» WHAT NEEDS TO BE DONE
Revise the material from the line with "Question. In the picture below, identify the green" to the line with "[(34, 94), (108, 92), (4, 94), (85, 123)]", swapping "pin" for "mark" and leaving everything else unchanged; omit the pictures from your answer.

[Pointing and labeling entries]
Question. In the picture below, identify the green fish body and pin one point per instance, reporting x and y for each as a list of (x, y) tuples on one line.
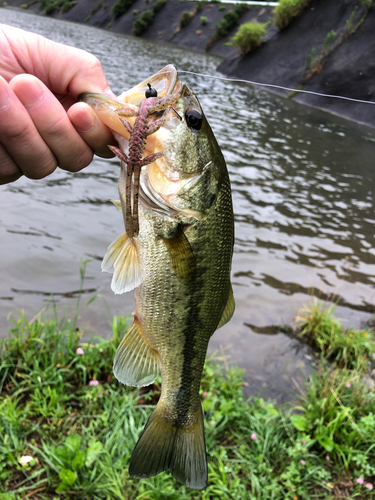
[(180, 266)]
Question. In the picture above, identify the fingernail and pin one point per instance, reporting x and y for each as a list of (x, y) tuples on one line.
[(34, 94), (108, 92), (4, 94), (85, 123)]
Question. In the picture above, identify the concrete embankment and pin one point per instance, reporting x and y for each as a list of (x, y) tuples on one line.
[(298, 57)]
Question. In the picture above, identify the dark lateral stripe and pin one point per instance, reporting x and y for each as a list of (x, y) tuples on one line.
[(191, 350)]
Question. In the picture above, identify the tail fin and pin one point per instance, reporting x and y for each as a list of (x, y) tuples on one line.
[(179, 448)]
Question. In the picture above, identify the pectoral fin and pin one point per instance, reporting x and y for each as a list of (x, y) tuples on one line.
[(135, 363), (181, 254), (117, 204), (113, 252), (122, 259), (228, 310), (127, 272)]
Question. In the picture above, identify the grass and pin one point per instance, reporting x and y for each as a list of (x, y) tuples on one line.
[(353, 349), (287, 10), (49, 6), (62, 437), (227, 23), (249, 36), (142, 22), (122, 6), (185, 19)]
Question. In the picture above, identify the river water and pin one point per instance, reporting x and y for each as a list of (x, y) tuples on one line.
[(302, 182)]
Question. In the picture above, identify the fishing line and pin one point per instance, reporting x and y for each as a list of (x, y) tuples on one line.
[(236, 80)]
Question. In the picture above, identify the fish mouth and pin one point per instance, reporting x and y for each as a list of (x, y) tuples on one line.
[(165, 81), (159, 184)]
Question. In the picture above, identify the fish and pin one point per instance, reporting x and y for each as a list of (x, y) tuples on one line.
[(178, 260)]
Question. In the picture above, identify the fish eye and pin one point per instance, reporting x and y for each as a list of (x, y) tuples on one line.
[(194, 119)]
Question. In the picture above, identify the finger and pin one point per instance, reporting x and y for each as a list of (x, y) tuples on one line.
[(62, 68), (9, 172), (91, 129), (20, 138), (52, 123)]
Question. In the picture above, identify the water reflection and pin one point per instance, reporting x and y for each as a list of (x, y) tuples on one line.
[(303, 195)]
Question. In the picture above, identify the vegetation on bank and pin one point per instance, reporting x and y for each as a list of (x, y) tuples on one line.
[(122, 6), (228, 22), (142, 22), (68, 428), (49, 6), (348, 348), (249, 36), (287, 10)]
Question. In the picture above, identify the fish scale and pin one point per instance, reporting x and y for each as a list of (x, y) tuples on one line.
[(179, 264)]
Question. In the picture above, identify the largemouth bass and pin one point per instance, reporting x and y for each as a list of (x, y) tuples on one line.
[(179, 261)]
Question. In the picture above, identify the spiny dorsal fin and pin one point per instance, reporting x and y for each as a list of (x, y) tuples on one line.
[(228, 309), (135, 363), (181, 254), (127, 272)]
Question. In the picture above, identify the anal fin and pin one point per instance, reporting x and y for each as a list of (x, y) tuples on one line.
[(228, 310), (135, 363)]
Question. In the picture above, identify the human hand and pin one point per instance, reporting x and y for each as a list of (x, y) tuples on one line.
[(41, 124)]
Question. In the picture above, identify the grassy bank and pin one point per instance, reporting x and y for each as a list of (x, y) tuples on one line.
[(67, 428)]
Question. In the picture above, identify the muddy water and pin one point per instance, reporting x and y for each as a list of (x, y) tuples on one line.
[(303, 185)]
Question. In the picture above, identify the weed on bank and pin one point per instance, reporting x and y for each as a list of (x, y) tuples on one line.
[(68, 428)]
---
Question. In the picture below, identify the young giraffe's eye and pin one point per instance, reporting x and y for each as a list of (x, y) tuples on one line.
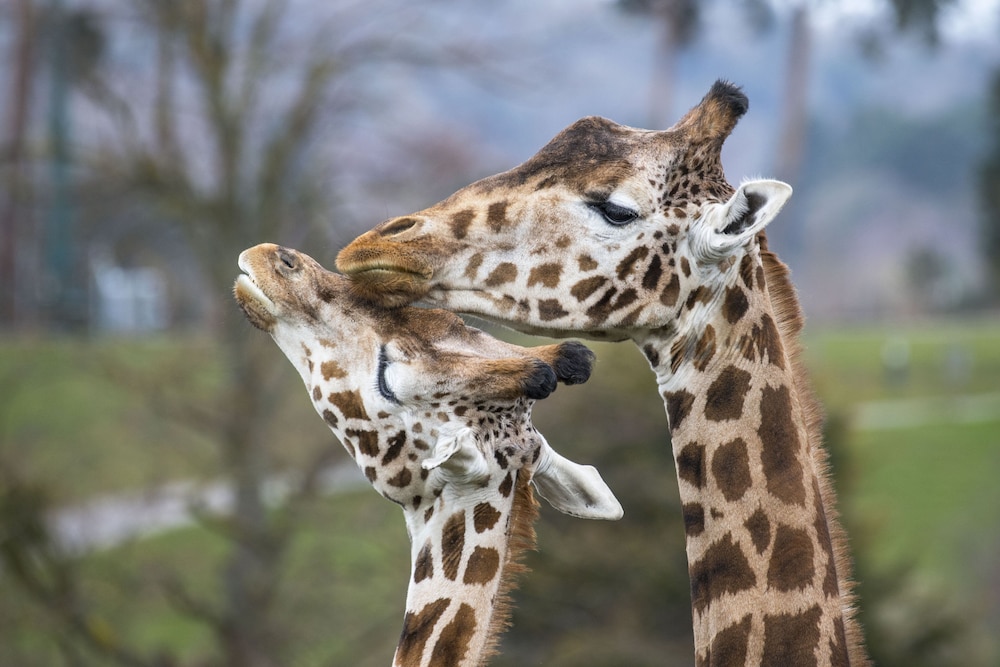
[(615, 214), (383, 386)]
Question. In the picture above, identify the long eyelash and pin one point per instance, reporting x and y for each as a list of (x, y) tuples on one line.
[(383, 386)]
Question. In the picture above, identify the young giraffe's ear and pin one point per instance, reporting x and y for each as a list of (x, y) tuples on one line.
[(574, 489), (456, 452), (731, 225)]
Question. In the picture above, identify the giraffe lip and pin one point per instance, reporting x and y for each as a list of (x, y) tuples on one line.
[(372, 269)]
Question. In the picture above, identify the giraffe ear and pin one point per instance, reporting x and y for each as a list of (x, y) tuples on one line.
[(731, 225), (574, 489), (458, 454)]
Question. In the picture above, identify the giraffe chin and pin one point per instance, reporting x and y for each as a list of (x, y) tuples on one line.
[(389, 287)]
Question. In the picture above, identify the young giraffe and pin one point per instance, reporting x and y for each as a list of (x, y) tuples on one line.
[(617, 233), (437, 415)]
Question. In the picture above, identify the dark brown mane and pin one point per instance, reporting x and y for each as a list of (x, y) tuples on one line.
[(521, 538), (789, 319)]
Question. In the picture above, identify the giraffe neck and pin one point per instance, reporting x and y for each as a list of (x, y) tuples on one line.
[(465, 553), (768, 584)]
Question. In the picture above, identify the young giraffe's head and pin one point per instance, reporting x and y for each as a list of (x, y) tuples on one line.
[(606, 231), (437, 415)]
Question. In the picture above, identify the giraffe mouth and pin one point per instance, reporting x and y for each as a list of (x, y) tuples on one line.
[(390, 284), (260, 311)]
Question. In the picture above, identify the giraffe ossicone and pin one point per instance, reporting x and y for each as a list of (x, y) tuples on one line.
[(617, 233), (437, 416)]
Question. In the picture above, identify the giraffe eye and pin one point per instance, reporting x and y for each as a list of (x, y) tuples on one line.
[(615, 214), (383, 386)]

» REPLY TO THE TASK
Question. In the picture below, identify the green fish body and mark one point per instance, reporting x and y for each as a list of (x, y) tuples on one line.
[(180, 266)]
Question. In the picture above, identify the fingernail and mark one point per instance, reporting x and y for each as a list of (x, y) tuples on one line.
[(34, 94), (108, 92), (4, 94), (85, 123)]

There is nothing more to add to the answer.